(EXERCISE OBJECTIVE)
Output the lines of the entries below as a Markdown table with the columns "No." and "Text". Start at the line containing "Drop one dot on each instance of the tall", stop after the last line of the entries, include both of those lines, and skip any blank lines.

(SUPPLIED MATERIAL)
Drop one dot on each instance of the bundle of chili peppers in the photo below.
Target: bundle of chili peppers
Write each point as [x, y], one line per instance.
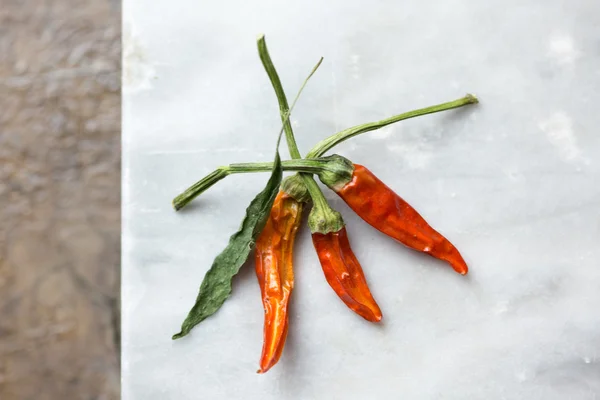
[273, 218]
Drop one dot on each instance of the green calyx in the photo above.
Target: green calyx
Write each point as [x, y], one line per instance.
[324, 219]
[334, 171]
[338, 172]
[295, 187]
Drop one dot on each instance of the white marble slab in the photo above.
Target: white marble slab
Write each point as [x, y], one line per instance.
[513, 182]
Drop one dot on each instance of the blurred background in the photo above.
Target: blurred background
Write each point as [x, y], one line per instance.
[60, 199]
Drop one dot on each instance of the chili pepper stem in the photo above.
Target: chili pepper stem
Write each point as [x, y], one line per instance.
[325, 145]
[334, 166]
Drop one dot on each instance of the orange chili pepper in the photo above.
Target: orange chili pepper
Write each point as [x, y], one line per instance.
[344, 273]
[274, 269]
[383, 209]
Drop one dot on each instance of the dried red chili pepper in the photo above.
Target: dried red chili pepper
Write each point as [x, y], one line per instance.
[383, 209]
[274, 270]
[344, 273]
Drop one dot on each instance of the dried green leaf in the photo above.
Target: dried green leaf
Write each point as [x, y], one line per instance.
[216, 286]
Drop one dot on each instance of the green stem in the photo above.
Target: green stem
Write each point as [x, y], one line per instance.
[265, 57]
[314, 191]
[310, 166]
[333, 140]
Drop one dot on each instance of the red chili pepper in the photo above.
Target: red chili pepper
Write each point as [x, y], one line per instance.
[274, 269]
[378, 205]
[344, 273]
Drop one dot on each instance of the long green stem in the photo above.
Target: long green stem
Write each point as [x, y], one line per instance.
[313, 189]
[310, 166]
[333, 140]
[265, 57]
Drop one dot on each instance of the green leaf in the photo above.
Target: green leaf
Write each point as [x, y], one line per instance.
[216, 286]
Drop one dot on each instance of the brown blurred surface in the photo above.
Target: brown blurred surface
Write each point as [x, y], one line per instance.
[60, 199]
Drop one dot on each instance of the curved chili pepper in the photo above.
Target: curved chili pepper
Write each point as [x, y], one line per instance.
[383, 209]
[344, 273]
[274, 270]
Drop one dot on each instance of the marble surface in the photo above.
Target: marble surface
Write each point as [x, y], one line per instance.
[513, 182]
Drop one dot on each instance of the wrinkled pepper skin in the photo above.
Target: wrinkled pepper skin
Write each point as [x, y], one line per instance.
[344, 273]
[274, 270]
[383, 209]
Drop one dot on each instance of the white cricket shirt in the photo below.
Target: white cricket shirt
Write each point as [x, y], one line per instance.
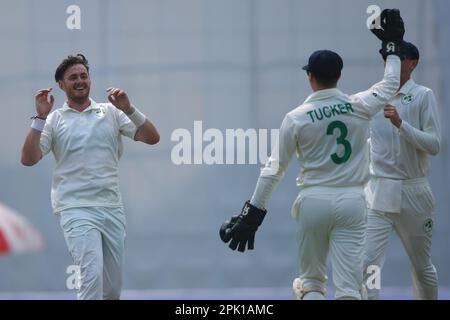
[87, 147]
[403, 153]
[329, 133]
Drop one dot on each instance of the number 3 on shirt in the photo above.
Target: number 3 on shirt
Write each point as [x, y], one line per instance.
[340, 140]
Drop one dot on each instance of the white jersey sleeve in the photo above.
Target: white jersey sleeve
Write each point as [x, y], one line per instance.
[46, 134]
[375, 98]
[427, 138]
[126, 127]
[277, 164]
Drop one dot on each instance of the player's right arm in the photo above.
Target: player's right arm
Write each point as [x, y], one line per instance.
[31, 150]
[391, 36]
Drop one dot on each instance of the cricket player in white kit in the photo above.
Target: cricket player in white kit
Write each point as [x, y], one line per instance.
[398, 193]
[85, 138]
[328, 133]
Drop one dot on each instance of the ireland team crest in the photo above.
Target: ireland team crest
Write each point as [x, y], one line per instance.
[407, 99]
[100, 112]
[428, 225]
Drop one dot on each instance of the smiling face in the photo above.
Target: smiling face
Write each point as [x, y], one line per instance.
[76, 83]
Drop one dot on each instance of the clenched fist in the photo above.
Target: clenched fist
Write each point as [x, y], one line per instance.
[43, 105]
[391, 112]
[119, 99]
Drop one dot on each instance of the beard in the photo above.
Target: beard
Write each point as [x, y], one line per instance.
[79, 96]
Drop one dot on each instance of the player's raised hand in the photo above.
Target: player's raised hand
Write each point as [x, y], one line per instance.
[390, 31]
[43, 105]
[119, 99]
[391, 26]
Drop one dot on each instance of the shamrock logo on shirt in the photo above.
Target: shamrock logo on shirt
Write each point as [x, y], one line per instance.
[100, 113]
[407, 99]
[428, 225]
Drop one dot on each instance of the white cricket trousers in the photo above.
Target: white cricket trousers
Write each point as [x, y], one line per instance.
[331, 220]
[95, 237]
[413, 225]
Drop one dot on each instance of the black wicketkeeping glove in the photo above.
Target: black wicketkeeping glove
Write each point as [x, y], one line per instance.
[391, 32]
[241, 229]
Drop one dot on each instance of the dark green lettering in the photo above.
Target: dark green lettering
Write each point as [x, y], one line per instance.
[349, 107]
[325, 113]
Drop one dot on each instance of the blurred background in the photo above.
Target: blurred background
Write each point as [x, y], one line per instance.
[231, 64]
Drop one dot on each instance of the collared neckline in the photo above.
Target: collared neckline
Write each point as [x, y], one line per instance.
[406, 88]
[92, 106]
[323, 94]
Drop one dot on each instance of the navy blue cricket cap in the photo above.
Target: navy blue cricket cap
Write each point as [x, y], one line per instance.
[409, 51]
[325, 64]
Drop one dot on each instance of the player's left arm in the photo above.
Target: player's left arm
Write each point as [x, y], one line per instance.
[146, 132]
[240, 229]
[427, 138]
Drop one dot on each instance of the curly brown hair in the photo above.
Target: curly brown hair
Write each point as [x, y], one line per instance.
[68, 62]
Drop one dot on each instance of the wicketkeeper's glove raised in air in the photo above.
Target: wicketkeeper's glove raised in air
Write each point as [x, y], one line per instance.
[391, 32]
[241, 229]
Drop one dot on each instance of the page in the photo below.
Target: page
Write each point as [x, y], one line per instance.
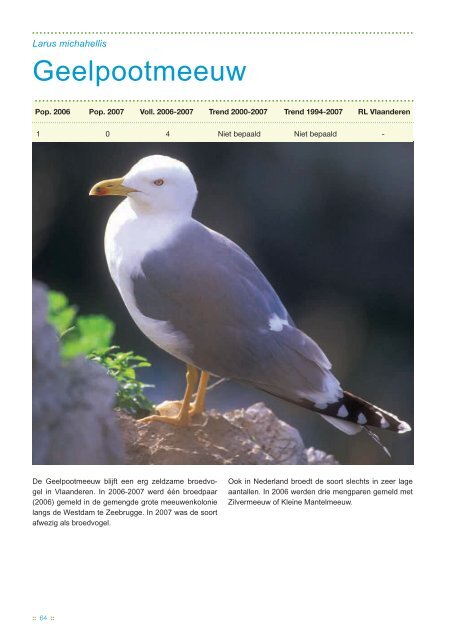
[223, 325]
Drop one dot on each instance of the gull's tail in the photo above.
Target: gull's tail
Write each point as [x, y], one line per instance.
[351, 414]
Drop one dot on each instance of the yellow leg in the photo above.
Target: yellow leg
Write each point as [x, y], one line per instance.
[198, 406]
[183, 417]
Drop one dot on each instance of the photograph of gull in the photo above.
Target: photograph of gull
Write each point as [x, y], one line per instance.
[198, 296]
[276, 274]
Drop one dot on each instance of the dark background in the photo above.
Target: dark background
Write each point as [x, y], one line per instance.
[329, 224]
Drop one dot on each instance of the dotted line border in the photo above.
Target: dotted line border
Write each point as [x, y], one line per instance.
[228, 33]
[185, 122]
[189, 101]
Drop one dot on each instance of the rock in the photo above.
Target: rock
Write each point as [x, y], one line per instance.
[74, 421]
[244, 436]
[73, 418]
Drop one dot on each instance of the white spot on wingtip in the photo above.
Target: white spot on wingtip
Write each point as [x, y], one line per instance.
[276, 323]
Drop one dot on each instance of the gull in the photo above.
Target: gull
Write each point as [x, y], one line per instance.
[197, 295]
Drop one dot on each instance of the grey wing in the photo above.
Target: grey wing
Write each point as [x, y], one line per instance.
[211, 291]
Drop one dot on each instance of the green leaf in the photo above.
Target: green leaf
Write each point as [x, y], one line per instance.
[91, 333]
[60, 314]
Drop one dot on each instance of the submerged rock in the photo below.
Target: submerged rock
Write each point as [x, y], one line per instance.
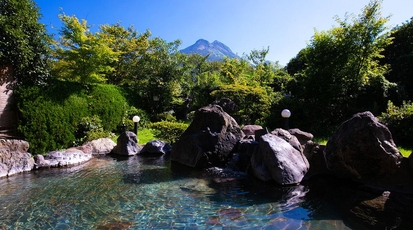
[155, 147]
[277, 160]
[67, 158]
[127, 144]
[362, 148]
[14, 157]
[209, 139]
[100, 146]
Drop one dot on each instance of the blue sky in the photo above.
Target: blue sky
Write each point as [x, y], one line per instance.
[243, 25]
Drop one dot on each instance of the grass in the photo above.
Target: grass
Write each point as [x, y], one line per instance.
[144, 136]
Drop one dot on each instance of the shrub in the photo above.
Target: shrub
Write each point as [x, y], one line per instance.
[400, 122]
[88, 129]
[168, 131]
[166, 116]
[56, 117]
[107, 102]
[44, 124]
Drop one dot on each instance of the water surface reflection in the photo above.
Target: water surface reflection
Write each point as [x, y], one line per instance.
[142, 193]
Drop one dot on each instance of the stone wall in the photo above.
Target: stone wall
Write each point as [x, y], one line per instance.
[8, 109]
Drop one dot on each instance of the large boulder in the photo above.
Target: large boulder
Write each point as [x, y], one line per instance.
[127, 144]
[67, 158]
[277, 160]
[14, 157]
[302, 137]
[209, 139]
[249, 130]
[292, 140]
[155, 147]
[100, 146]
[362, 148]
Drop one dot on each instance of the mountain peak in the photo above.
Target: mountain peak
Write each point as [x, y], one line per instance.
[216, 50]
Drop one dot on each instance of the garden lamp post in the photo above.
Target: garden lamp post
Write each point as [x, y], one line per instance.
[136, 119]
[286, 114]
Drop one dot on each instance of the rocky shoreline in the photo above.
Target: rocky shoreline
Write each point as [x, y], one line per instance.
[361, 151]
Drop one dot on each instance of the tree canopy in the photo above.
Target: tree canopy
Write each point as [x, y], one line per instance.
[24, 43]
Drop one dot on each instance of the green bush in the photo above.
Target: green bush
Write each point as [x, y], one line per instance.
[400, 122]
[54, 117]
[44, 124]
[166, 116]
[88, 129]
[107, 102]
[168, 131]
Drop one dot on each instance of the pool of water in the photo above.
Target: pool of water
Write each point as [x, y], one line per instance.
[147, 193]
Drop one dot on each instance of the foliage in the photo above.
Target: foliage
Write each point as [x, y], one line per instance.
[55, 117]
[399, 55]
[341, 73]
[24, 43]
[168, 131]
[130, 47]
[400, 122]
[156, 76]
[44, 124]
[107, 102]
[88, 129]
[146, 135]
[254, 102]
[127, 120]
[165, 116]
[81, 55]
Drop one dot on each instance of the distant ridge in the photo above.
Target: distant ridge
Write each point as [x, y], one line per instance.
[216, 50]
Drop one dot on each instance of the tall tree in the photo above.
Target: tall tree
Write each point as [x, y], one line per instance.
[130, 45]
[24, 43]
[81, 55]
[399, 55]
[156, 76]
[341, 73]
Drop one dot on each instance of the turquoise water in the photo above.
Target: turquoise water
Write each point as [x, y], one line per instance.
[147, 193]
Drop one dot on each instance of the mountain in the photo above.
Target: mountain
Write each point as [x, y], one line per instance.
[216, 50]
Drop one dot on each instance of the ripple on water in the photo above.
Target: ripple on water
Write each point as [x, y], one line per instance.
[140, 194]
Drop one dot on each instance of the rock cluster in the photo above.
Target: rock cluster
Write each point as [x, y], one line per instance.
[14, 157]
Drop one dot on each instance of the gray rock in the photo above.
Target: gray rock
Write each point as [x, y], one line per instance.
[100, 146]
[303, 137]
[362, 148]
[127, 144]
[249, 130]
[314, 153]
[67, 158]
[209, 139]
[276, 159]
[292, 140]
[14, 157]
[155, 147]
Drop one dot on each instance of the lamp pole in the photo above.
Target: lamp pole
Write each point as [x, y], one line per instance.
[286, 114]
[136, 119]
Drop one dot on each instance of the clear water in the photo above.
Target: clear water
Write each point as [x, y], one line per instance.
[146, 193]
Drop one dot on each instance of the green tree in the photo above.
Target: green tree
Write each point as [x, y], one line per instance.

(EXPECTED ANSWER)
| No. | Text |
|---|---|
| 1 | Drop one dot on each instance of the tall tree in the photo above. |
| 2 | Target: tall tree |
| 3 | Write each point as [x, y], one line per instance. |
| 4 | [130, 45] |
| 5 | [24, 43] |
| 6 | [81, 55] |
| 7 | [399, 55] |
| 8 | [156, 76] |
| 9 | [341, 73] |
| 10 | Drop one dot on each instance of the turquoise water in the photo above. |
| 11 | Target: turquoise water |
| 12 | Write each point as [x, y], one line per instance. |
| 13 | [147, 193] |
| 14 | Drop one dot on each instance of the mountain in the photo above. |
| 15 | Target: mountain |
| 16 | Write each point as [x, y], one line per instance. |
| 17 | [216, 50] |
| 18 | Drop one dot on each instance of the ripple on water in the photo above. |
| 19 | Target: ripple on water |
| 20 | Write each point as [x, y], one line per instance. |
| 21 | [140, 194] |
| 22 | Drop one dot on each instance of the rock cluster in the photo above. |
| 23 | Target: rock cluster |
| 24 | Write each point as [x, y], one line per instance. |
| 25 | [14, 157] |
| 26 | Drop one dot on each instance of the gray rock in the photo above. |
| 27 | Target: gray rock |
| 28 | Write each point as [x, y], one line per instance. |
| 29 | [100, 146] |
| 30 | [303, 137] |
| 31 | [362, 148] |
| 32 | [127, 144] |
| 33 | [249, 130] |
| 34 | [314, 153] |
| 35 | [67, 158] |
| 36 | [209, 139] |
| 37 | [276, 159] |
| 38 | [292, 140] |
| 39 | [14, 157] |
| 40 | [155, 147] |
| 41 | Drop one dot on each instance of the lamp pole in the photo above. |
| 42 | Target: lamp pole |
| 43 | Write each point as [x, y], one line per instance. |
| 44 | [286, 114] |
| 45 | [136, 119] |
| 46 | Drop one dot on each instance of the clear water in the photo above. |
| 47 | Target: clear water |
| 48 | Write each point as [x, y], one line per instance. |
| 49 | [146, 193] |
| 50 | Drop one dot on each instance of the green tree in the photo above. |
| 51 | Target: green tree |
| 52 | Write each point as [x, y], one line per instance. |